TEXT EXCERPT:
· · ·

# True Seeing



## BSF (Aug 22, 2006)

So how do you emulate True Seeing within Elements of Magic-Revised?  I am thinking it is built off the Divination skill, but I am interested in hearing if anybody has a different take on things.


----------



## RangerWickett (Aug 22, 2006)

Just eyeball it so that you can access it maybe a level after you would in the core rules (because it doesn't include the expensive component). It might be straight divination, or perhaps some sort of odd combination of MP spent on divination and dispel magic.

However, in hindsight I don't particularly like the magical skill versions I used for EOM-Revised. They were an experiment that, in my opinion, were more complicated than they should have been.


----------



## genshou (Aug 28, 2006)

Use a spell to boost your Will save?


----------



## sirwmholder (Sep 26, 2006)

RangerWickett said:
			
		

> Just eyeball it so that you can access it maybe a level after you would in the core rules (because it doesn't include the expensive component). It might be straight divination, or perhaps some sort of odd combination of MP spent on divination and dispel magic.

· · ·

SOURCE DATA:
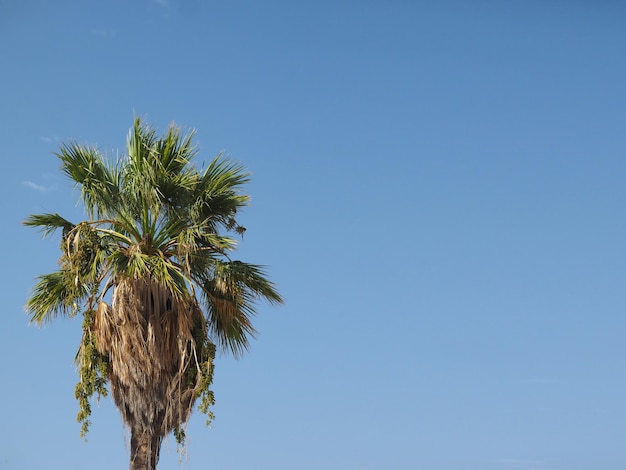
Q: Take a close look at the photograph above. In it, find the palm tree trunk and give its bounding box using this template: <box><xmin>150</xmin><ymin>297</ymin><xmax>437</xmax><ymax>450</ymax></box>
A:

· · ·

DIRECTIONS:
- 1) Name every user who posts in the True Seeing thread.
- 2) Please carry on the True Seeing thread from the point where it ends.

TASK RESPONSES:
- 1) BSF, RangerWickett, genshou, sirwmholder

- 2)
> 
> However, in hindsight I don't particularly like the magical skill versions I used for EOM-Revised. They were an experiment that, in my opinion, were more complicated than they should have been.



I felt the rules surrounding these skills were a bit convoluted... but necessary to adequately spell out all of the effects one could obtain.  I would be very interested on how these rules could be simplified and yet retain all of the versatility and overall usefulness of each skill.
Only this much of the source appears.